*Stored items from a collection*:
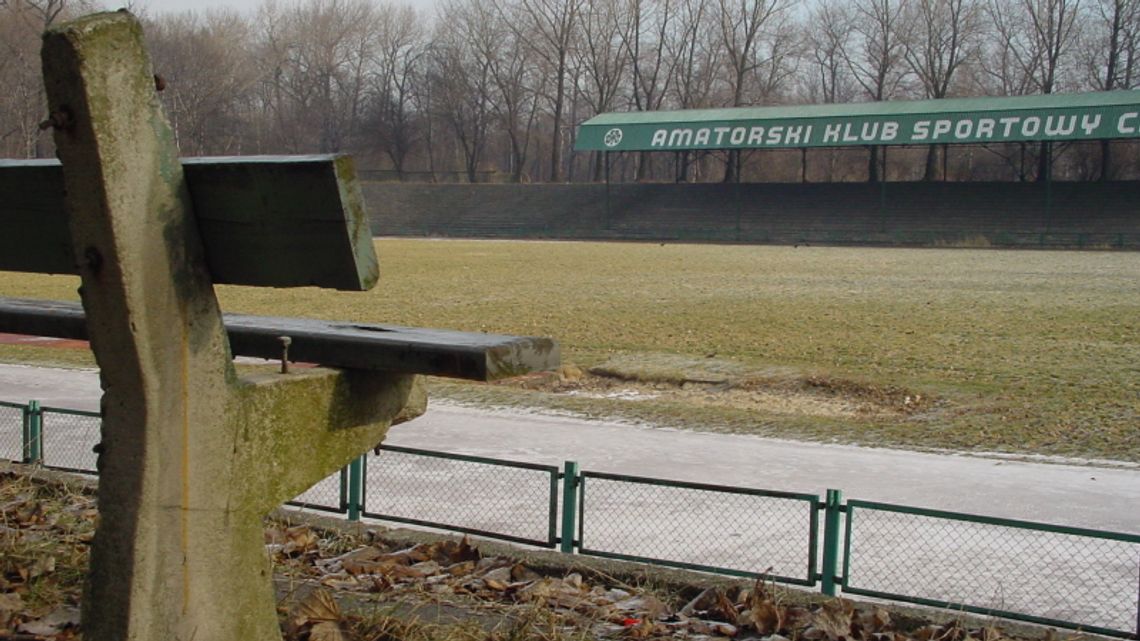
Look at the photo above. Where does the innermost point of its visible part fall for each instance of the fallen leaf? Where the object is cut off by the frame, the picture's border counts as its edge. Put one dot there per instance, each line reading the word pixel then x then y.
pixel 318 606
pixel 327 631
pixel 53 624
pixel 521 573
pixel 767 618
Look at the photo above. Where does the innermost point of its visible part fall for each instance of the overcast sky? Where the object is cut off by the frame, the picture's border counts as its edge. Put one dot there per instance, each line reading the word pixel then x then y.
pixel 244 6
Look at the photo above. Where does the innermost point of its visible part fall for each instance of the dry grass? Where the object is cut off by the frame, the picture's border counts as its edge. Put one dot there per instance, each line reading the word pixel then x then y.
pixel 1014 350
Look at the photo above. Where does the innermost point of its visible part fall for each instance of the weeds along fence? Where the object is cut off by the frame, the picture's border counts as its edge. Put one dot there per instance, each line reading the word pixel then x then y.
pixel 1039 573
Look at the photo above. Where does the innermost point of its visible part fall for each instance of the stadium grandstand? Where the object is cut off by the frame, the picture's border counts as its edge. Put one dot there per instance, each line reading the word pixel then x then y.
pixel 1028 208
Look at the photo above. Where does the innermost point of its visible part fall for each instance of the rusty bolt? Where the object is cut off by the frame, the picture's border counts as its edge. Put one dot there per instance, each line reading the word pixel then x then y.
pixel 285 342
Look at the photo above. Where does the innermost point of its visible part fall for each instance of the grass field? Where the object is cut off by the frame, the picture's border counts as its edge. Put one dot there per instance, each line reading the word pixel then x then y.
pixel 966 349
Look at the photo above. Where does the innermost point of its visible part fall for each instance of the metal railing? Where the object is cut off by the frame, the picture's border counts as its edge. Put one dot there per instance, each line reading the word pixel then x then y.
pixel 695 526
pixel 467 494
pixel 1039 573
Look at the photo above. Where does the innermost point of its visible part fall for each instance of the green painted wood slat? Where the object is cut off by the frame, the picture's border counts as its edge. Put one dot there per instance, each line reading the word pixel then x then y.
pixel 281 221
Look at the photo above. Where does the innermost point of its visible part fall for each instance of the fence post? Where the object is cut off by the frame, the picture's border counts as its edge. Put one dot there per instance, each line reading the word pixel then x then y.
pixel 569 505
pixel 356 487
pixel 33 432
pixel 830 570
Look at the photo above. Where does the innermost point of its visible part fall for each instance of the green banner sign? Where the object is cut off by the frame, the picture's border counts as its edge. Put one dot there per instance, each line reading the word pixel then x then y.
pixel 609 132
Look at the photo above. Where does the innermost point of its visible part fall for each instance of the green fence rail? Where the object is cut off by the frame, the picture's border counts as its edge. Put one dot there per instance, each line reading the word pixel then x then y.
pixel 699 526
pixel 466 494
pixel 1039 573
pixel 1072 573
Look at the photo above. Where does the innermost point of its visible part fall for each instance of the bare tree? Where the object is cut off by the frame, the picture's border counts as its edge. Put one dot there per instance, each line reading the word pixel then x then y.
pixel 648 24
pixel 396 73
pixel 208 75
pixel 874 56
pixel 550 29
pixel 1110 43
pixel 461 89
pixel 602 59
pixel 828 35
pixel 942 38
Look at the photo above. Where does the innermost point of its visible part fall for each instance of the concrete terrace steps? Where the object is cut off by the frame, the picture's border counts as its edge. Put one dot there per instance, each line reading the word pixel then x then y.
pixel 1065 214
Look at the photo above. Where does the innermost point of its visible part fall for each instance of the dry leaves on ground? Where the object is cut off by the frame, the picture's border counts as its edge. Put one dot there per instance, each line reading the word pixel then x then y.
pixel 456 573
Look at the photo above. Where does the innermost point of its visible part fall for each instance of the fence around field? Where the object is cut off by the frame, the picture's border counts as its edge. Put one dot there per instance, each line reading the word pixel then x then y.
pixel 1061 576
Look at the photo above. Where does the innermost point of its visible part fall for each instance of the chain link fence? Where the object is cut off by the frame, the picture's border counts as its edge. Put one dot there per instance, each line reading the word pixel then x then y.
pixel 497 498
pixel 328 495
pixel 1034 571
pixel 11 431
pixel 70 437
pixel 706 527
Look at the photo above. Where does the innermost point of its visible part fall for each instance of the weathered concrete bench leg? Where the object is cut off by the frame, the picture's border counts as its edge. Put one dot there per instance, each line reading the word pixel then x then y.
pixel 192 455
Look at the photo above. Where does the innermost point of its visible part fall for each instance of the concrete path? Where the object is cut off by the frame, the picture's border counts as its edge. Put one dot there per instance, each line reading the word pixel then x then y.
pixel 1064 577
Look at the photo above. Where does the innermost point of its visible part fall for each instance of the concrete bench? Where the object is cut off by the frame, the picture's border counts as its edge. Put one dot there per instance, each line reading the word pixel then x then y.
pixel 193 455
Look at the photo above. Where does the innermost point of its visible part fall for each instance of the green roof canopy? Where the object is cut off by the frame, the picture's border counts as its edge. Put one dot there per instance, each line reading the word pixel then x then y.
pixel 1057 116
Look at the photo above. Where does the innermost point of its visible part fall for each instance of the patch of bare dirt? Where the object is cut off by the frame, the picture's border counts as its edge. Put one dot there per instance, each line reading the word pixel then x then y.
pixel 781 392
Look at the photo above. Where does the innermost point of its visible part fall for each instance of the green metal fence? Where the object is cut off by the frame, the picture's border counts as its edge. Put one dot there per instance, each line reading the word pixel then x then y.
pixel 1033 571
pixel 467 494
pixel 13 430
pixel 699 526
pixel 66 439
pixel 1040 573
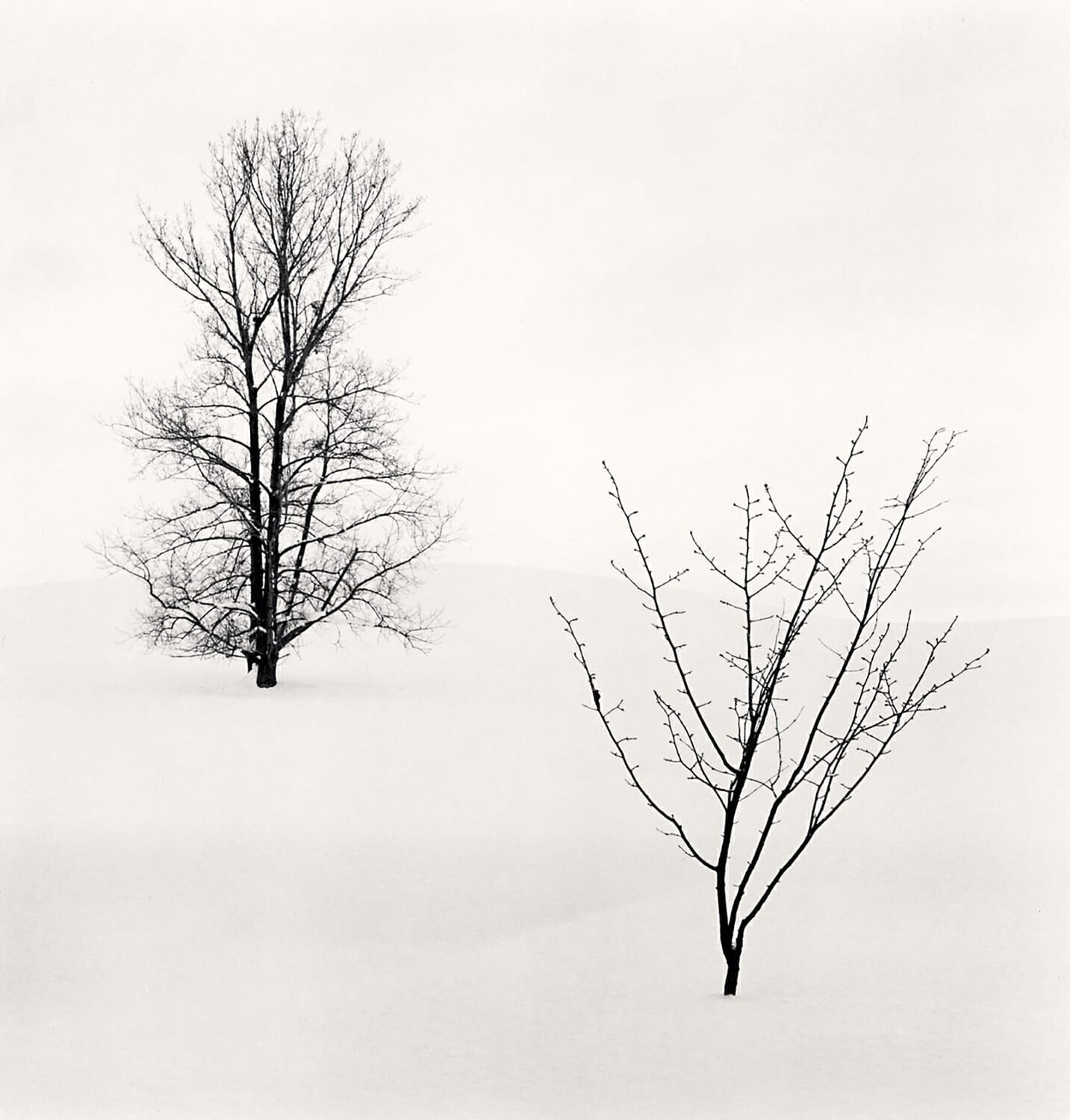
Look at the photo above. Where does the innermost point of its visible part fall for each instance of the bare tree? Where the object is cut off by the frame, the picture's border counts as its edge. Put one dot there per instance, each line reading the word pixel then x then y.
pixel 297 502
pixel 776 777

*GIVEN PROBLEM*: Retype all the records shown above, character for character. Omit every picture.

*WORKED ANSWER*:
Look at the photo above. Where does the innermost point of its visible part fall for each instance of the fallen leaf? Where the object is cut off by the frame, the picture's border counts as its edge. Put one dot there per instance, each line reading the word pixel then x then y.
pixel 318 606
pixel 327 631
pixel 53 624
pixel 521 573
pixel 767 618
Look at the photo above. Where does the innermost point of its visible part fall for each instance of the overcast sky? Where the object is cut off by the frame, the picture's border counts as its edge. Put one dot there per instance, each line reading the word pixel then x then y.
pixel 244 6
Look at the photo above. Where does the innermost point of its visible part fall for each instance of the dry grass? Where the object is cut off by the frame, the picture's border counts as its edge. Put one dot there per instance, each line reading the word pixel then x then y.
pixel 1014 350
Look at the photo above. Where does the innermost point of its visible part fall for each instance of the weeds along fence? Where the object is cut off by the frame, the picture's border counts as its edge. Put one dot there per instance, each line reading the word pixel then x then y.
pixel 1039 573
Look at the photo above. Where does the innermost point of its visible part fall for each instance of the stadium grandstand? Where the object is cut off by the frame, the picture's border counts as its edge. Put one dot there per instance, each line reading the word pixel then x then y.
pixel 1028 208
Look at the photo above. Where does the innermost point of its visible part fall for each instance of the rusty bolt? Where the object is cut off by the frame, the picture's border counts as its edge. Put one dot there per instance, each line reading the word pixel then x then y.
pixel 285 342
Look at the photo above. Where does the innermost point of its visible part fall for each instance of the grass field? Where the object is cut off by the frame, the picture's border counts as its edge. Put one dot there per instance, each line reading the word pixel then x then y.
pixel 966 349
Look at the photo above. Where does the innermost point of its visible part fall for each instance of the metal railing? Where the object is cut off by the frame, the picture's border counts as its edge. Put one dot there per instance, each line reading the word pixel then x then y.
pixel 695 526
pixel 467 494
pixel 1039 573
Look at the photo above. Where does the innermost point of its visible part fall for each instance of the green painted wood slat? Where the object is cut off by the frame, the picture's border counts as its edge. Put one dot there per instance, each line reading the word pixel then x then y.
pixel 281 221
Look at the photo above. Where does the innermost point of its visible part fall for each instance of the fence post? Where the object is cut off by the frame, the picture's border counts as its edge. Put one dot there per instance, each line reading the word pixel then x then y.
pixel 569 505
pixel 356 487
pixel 33 432
pixel 830 570
Look at the photo above. Where does the innermost point of its visible part fall for each instance of the green banner sign? Where the object is cut off by the frame, the picture's border counts as its edge. Put one dot there per instance, each line reading the word pixel then x then y.
pixel 609 132
Look at the photo above. Where does the innermost point of its visible part fall for each instance of the green fence rail? Where the object is cut off by the frame, the picture's border counts as its edge. Put one dot there per instance, each line reading the word pixel then x then y.
pixel 699 526
pixel 466 494
pixel 1039 573
pixel 1072 573
Look at the photo above. Where does the innermost point of its visible part fall for each instance of the bare tree? Where the object is cut off by the frame, the picture's border counts as its edge. Put one dot there per instance, each line reading the word pixel then x then y.
pixel 648 24
pixel 396 73
pixel 208 75
pixel 874 56
pixel 550 29
pixel 1110 43
pixel 461 89
pixel 602 59
pixel 828 35
pixel 942 38
Look at the photo above. Where does the innermost point of its visible part fall for each instance of the concrete terrace steps? Where the object is cut off by the frame, the picture's border counts as its edge. Put one dot there per instance, each line reading the word pixel then x then y.
pixel 1065 214
Look at the photo above. Where does the innermost point of its visible part fall for each instance of the dry leaves on ground? Where the object is cut off by the frame, the picture's border counts as its edge. Put one dot there per instance, each line reading the word pixel then x then y.
pixel 456 573
Look at the photo above. Where does the innermost point of its visible part fall for each instance of the fence around field? Where the object is cut off by the frame, the picture's border counts as its edge. Put one dot there per instance, each line reading the word pixel then x then y.
pixel 1061 576
Look at the photo above. Where does the innermost point of its visible part fall for each instance of the chain link fence? Where the object is cut off by the frame, the picture's border counts as its edge. Put one dot there per instance, each line reading the word pixel then x then y.
pixel 497 498
pixel 328 495
pixel 1034 571
pixel 11 431
pixel 70 437
pixel 706 527
Look at the photo above. Where does the innermost point of its visible part fall for each instance of the weathered concrete bench leg? Where the object is cut off by the frame, the picture's border counts as its edge. Put one dot there per instance, each line reading the word pixel then x then y.
pixel 192 455
Look at the photo above. Where does the innermost point of its visible part fall for each instance of the concrete path? Where the object is cut off by the frame, the picture's border counts as its edge. Put one dot there per instance, each line reading the word pixel then x then y.
pixel 1064 577
Look at the photo above. Where does the innermost point of its visible part fall for each instance of the concrete bench? Where the object is cut off by the frame, the picture's border counts as its edge. Put one dot there per instance, each line reading the word pixel then x then y.
pixel 193 455
Look at the photo above. Where does the innermost point of its visible part fall for each instance of the green roof canopy? Where the object is cut off by the frame, the picture's border counts as its edge. Put one dot there per instance, each line reading the word pixel then x then y.
pixel 1057 116
Look at the photo above. Where does the innermost point of its visible part fall for each instance of the patch of bare dirt? Where the object is cut off by the frame, the picture's border counts as its edge. Put one dot there per instance, each line reading the word pixel then x then y.
pixel 781 392
Look at the photo above. Where does the innermost point of its visible part fall for each instance of the green metal fence? Where the object is cut off by the frame, the picture's border counts as its edge. Put one dot there per instance, each line reading the word pixel then x then y.
pixel 1033 571
pixel 467 494
pixel 13 430
pixel 699 526
pixel 66 439
pixel 1040 573
Look at the photo above. Where does the innermost point of its visible part fall for each instance of the bare tree? Where the object is cut off by the frame, the picture's border counts as its edge. Put one dot there per instance, each line reading the word pixel then x then y.
pixel 297 502
pixel 776 777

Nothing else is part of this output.